▶ **Document**
────
Harmonic Functions and Fundamental Solution of Laplace Equation

定义 1. Suppose $\Omega\subset\R^n$ is a domain, and $u\in C^2$ is a function on $\Omega$. Define Laplace operator $\Delta$ as
\[
\Delta u\eqdef\sum_{i=1}^n\D_{ii} u=\sum_{i=1}^n\frac{\pt^2 u}{(\pt x_i)^2}.
\]
Then the equation
\[
\Delta u=0,
\]
is called the Laplace equation, the solution of Laplace equation is called harmonic functions.


The most important property of Laplace equation is that its solution has spherical symmetry, i.e., if $u=u(x)$, $x\in \Omega$ satisfy $\Delta u=0$, and for any rotation $A$, define a new function $\bar u(\bar x)$, $\bar x\in\bar \Omega=A^{-1}(\Omega)\subset\R^n$ by
\[
\bar u(\bar x)=u(x), \quad x=A\bar x,
\]
then $\Delta\bar u=0$. In fact,
\[\begin{split}
\frac{\pt\bar u}{\pt\bar x_i}&
=\frac{\pt u}{\pt x_j}\frac{\pt x_j}{\pt\bar x_i}
=\frac{\pt u}{\pt x_j}\frac{\pt (a_{jk}\bar x_k)}{\pt\bar x_i}
=\frac{\pt u}{\pt x_j}a_{ji},\\
\frac{\pt^2\bar u}{\pt (\bar x_i)^2}&
=\frac{\pt \left(\frac{\pt u}{\pt x_j}a_{ji}\right)}{\pt\bar x_i}
=\frac{\pt^2 u}{\pt x_j\pt x_k}\frac{\pt x_k}{\pt\bar x_i}a_{ji}\\
&=\frac{\pt^2 u}{\pt x_j\pt x_k}a_{ki}a_{ji}
=\frac{\pt^2 u}{\pt x_j\pt x_k}\delta_{jk}\\
&=\frac{\pt^2 u}{(\pt x_i)^2}.
────
Excerpts from a pointing dataset:
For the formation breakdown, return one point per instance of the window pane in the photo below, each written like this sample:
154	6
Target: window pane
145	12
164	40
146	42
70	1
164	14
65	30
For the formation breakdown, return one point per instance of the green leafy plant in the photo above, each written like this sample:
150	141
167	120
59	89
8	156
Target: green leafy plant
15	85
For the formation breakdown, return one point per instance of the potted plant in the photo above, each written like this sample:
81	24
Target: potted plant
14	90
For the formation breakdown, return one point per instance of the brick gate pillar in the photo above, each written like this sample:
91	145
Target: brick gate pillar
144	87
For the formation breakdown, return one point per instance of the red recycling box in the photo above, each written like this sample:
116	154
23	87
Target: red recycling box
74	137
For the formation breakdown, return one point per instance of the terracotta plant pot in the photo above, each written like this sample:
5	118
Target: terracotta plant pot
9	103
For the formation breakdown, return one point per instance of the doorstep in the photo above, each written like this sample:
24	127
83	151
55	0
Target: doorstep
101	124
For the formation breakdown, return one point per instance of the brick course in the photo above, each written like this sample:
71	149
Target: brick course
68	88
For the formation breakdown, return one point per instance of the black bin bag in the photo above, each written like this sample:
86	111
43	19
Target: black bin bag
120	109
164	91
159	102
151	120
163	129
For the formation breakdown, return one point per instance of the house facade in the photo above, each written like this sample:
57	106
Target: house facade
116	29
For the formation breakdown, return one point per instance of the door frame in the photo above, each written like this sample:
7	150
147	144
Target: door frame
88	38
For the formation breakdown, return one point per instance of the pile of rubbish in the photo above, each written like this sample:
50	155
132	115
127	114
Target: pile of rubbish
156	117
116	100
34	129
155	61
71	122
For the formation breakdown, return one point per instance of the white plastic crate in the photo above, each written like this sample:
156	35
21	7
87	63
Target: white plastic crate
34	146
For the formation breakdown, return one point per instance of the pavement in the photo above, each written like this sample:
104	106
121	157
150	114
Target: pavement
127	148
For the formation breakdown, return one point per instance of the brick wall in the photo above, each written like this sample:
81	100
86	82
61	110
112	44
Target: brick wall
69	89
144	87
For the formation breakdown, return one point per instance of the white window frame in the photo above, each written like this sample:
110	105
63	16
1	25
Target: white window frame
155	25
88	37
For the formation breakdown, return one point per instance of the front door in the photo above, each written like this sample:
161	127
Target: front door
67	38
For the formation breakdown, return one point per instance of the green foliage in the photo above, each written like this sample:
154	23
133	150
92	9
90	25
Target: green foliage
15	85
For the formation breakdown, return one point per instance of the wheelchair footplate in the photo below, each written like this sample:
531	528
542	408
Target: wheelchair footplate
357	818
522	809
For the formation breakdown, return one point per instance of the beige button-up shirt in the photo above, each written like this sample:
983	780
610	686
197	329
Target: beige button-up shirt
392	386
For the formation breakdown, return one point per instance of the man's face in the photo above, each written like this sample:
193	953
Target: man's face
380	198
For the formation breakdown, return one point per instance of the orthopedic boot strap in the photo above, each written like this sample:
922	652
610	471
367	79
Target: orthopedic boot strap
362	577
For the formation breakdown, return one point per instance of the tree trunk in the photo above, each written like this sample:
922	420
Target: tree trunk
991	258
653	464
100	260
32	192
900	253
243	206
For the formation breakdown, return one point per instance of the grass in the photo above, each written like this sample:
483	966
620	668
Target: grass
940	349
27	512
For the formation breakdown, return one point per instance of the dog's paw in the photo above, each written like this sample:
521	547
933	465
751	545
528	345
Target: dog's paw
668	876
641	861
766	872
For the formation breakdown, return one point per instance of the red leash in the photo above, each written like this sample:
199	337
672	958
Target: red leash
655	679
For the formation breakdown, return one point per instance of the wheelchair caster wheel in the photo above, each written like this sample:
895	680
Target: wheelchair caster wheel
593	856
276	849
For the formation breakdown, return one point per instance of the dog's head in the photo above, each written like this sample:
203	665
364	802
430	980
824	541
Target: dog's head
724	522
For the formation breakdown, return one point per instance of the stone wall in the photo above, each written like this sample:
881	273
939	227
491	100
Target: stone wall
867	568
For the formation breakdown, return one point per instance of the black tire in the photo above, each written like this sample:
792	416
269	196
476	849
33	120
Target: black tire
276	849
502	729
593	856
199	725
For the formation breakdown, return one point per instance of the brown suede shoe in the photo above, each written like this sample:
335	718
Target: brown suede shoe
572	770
────
▶ **Written exercise**
Reproduce, word for word, the part of the Laplace equation text that opens with the words containing "Harmonic Functions and" and closes with "called harmonic functions.". The records have no role in this.

▶ **Written response**
Harmonic Functions and Fundamental Solution of Laplace Equation

定义 1. Suppose $\Omega\subset\R^n$ is a domain, and $u\in C^2$ is a function on $\Omega$. Define Laplace operator $\Delta$ as
\[
\Delta u\eqdef\sum_{i=1}^n\D_{ii} u=\sum_{i=1}^n\frac{\pt^2 u}{(\pt x_i)^2}.
\]
Then the equation
\[
\Delta u=0,
\]
is called the Laplace equation, the solution of Laplace equation is called harmonic functions.